> [Enunciado del ejercicio]
¿Puedes volver a escribir, solicitudes incluidas, todo lo que va desde la línea que contiene "Please identify where the calm" hasta la que contiene "(8, 99), (395, 162)", ambas incluidas, desplazando 80 unidades cada coordenada de las respuestas, es decir, sumándole 80 a cada una? Devuelve únicamente esas líneas del listado.

> [Datos proporcionados]

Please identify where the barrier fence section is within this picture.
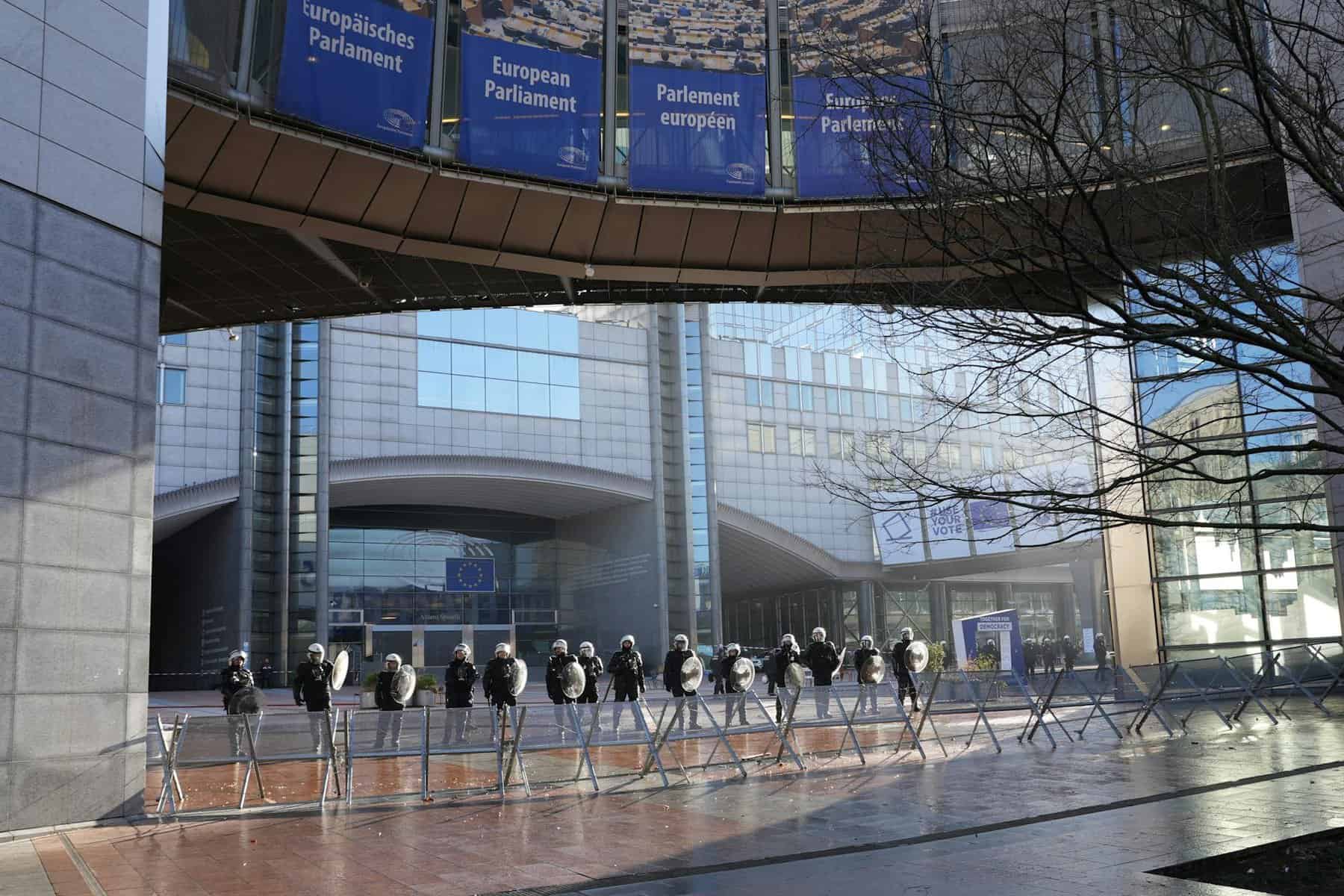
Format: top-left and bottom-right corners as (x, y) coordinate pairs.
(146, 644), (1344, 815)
==
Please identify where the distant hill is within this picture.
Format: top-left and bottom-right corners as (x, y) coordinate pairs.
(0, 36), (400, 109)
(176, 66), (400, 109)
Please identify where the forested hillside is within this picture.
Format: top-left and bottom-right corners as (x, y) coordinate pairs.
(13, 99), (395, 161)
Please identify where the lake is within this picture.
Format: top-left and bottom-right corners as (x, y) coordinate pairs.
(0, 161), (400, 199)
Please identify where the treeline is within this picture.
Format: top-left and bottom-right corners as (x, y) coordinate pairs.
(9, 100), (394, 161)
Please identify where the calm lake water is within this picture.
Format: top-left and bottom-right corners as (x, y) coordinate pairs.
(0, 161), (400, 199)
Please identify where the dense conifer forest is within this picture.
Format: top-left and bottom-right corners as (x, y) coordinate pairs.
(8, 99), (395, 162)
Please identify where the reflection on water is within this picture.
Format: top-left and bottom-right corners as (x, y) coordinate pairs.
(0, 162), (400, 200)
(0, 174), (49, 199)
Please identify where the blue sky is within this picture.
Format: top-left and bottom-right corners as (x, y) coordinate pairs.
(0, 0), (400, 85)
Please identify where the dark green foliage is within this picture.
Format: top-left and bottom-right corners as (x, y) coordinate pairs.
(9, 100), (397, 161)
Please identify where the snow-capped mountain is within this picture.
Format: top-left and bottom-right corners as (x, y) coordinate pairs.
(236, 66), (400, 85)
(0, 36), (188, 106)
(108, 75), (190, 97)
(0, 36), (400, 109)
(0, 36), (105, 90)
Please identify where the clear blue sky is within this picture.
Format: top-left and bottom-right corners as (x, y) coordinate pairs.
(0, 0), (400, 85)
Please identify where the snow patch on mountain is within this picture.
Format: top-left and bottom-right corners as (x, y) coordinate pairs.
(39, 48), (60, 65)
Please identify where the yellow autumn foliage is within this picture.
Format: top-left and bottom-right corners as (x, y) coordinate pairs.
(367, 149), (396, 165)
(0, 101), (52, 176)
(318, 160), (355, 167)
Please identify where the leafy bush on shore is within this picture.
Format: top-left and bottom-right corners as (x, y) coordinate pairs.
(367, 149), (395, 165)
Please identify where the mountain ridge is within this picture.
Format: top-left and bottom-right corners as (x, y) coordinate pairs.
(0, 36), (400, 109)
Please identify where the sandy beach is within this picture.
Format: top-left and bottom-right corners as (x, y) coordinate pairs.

> [Solución del ejercicio]
Please identify where the calm lake water is within this picture.
Format: top-left and bottom-right corners as (x, y) coordinate pairs.
(80, 241), (480, 279)
Please identify where the dense conifer forest is within this picture.
Format: top-left and bottom-right corners as (x, y) coordinate pairs.
(88, 179), (475, 242)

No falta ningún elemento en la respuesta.